- **THE TASK**:
Repeat the entries verbatim, starting at the line containing "Mark the region of every instance of the car." and ending at the line containing "487L255 507L280 514L283", both lines included.

- **DATA FOR PROCESSING**:

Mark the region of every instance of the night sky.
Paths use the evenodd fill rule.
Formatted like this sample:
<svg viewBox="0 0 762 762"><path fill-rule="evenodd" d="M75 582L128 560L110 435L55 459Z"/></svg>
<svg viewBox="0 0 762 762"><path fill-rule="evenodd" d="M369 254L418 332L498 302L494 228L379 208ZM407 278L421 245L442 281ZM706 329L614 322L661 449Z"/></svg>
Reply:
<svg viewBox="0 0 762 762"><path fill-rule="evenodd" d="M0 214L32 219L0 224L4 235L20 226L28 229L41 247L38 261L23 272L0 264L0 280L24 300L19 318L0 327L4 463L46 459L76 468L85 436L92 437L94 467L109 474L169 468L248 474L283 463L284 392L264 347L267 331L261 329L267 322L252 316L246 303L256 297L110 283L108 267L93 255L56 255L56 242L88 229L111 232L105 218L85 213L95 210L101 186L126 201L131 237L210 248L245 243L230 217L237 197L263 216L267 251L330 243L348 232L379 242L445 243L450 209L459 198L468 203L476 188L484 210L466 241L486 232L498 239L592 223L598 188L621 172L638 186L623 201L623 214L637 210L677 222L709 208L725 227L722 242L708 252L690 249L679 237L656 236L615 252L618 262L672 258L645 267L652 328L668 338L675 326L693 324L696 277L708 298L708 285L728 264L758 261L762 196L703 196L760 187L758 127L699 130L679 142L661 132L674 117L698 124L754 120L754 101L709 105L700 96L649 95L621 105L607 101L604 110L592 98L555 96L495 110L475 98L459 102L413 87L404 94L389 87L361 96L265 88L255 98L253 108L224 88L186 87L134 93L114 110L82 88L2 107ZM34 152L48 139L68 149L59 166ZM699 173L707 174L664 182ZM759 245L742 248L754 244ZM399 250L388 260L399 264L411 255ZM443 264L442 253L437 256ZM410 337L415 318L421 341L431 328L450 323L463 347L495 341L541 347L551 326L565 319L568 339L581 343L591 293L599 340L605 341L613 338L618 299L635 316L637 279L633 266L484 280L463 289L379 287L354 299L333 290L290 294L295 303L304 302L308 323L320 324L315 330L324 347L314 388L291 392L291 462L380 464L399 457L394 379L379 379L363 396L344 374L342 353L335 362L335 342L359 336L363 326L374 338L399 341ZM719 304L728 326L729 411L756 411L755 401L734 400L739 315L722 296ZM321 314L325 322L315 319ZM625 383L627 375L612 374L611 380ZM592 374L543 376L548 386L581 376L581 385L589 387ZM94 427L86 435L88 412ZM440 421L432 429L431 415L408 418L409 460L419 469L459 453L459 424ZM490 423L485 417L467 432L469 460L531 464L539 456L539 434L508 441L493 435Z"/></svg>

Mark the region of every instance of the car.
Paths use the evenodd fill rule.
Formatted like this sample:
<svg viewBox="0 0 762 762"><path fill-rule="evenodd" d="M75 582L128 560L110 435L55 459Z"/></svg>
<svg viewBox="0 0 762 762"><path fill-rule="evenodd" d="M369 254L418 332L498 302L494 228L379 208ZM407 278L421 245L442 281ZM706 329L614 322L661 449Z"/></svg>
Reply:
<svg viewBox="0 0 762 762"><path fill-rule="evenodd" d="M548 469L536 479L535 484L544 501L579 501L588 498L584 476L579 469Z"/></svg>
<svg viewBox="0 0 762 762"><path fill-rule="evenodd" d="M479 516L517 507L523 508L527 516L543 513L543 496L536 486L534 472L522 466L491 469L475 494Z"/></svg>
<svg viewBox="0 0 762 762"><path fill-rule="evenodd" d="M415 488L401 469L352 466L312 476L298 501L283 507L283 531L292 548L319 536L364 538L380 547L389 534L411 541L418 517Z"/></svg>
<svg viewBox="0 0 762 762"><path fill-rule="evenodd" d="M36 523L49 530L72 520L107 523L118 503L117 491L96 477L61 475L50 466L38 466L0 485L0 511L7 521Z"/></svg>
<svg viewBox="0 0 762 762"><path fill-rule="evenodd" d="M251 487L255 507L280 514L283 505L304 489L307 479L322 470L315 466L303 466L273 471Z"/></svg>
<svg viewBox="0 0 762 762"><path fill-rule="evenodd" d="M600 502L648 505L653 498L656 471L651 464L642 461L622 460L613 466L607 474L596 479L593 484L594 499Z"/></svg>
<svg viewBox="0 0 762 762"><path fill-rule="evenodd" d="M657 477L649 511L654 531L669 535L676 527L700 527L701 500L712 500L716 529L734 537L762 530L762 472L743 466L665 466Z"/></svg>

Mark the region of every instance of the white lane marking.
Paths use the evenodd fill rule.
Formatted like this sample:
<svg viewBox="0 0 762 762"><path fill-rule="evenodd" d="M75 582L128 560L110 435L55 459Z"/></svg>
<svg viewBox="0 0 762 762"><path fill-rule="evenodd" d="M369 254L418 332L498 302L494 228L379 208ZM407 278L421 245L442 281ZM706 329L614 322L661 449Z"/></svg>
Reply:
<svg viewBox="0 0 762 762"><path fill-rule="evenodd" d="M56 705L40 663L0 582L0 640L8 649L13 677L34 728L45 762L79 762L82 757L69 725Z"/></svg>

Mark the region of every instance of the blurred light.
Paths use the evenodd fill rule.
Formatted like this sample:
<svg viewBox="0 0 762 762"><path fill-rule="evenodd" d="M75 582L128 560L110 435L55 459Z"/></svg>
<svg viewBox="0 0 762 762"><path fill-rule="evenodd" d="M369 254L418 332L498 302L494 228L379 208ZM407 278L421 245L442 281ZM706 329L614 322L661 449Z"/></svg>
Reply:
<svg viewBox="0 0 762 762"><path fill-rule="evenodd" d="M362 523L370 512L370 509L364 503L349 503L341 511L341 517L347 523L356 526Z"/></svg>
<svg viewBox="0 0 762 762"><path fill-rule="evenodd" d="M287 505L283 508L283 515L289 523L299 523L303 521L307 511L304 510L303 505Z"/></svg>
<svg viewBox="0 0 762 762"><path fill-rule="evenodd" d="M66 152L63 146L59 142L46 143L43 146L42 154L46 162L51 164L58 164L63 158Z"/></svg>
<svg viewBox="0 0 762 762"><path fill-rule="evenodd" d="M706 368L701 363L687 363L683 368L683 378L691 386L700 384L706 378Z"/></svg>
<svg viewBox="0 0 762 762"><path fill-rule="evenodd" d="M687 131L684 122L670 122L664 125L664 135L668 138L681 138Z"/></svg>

...

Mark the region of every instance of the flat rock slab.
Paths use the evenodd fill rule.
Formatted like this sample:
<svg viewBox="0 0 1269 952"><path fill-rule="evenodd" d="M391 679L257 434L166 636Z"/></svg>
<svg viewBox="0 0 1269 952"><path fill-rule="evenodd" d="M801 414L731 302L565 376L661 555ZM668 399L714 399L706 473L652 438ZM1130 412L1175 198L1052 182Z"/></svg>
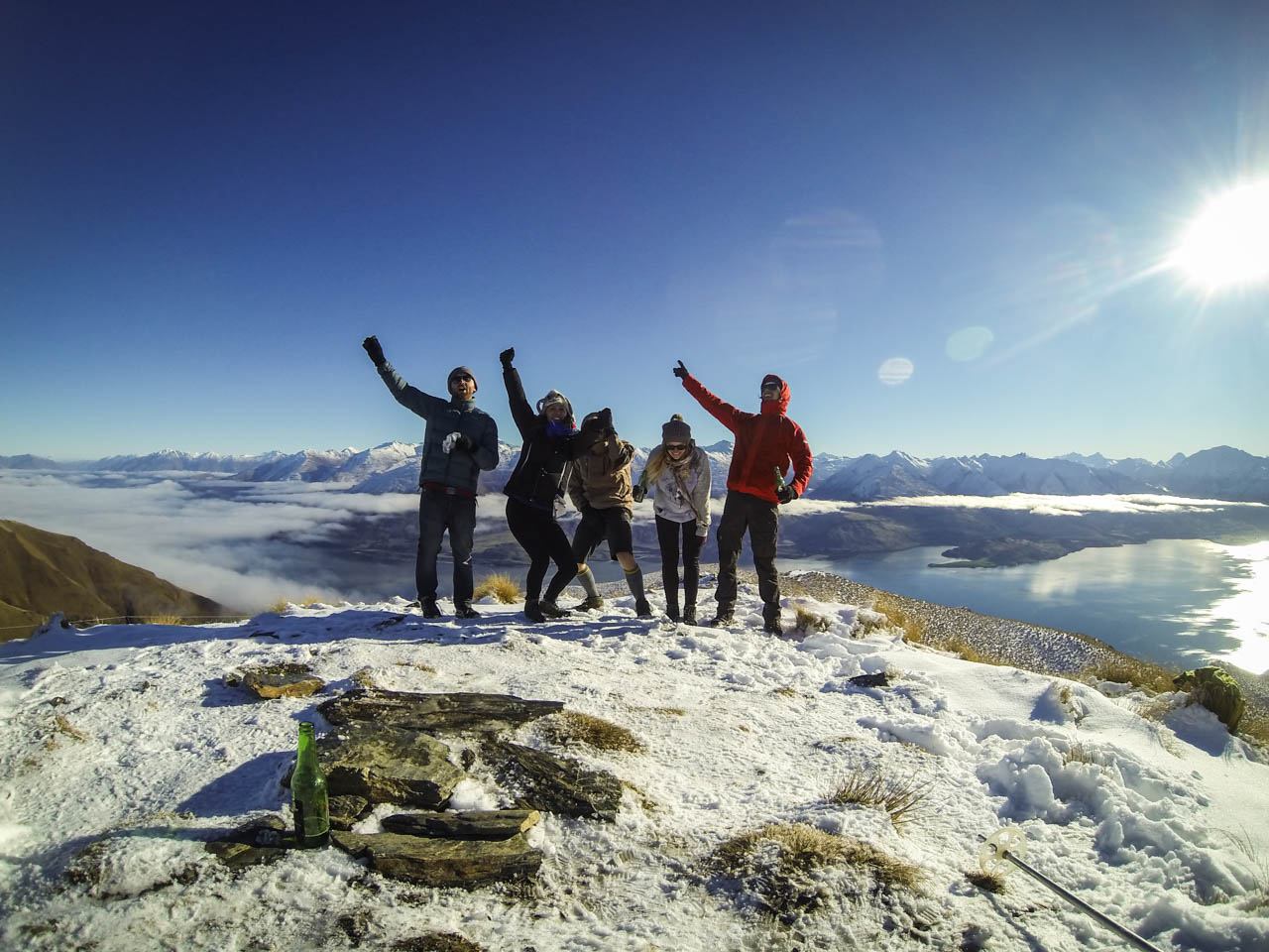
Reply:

- **RESPONSE TO THIS EXERCISE**:
Mark the region of every instance of the car.
Paths use the evenodd fill rule.
Formatted like this sample:
<svg viewBox="0 0 762 762"><path fill-rule="evenodd" d="M75 582L128 560L110 435L55 459Z"/></svg>
<svg viewBox="0 0 762 762"><path fill-rule="evenodd" d="M369 254L418 332L498 302L494 228L379 208ZM407 278L421 245L442 281ZM706 329L614 322L661 449Z"/></svg>
Reply:
<svg viewBox="0 0 762 762"><path fill-rule="evenodd" d="M548 469L536 479L535 484L544 501L579 501L588 498L584 476L579 469Z"/></svg>
<svg viewBox="0 0 762 762"><path fill-rule="evenodd" d="M479 516L517 507L523 508L527 516L543 513L543 496L536 486L534 472L522 466L491 469L475 494Z"/></svg>
<svg viewBox="0 0 762 762"><path fill-rule="evenodd" d="M415 488L401 469L352 466L312 476L298 501L283 507L283 531L292 548L319 536L364 538L380 547L389 534L411 541L418 517Z"/></svg>
<svg viewBox="0 0 762 762"><path fill-rule="evenodd" d="M36 523L49 530L72 520L107 523L118 503L117 491L96 477L61 475L50 466L38 466L0 485L0 511L7 521Z"/></svg>
<svg viewBox="0 0 762 762"><path fill-rule="evenodd" d="M251 487L255 507L280 514L283 505L304 489L307 479L322 470L315 466L303 466L273 471Z"/></svg>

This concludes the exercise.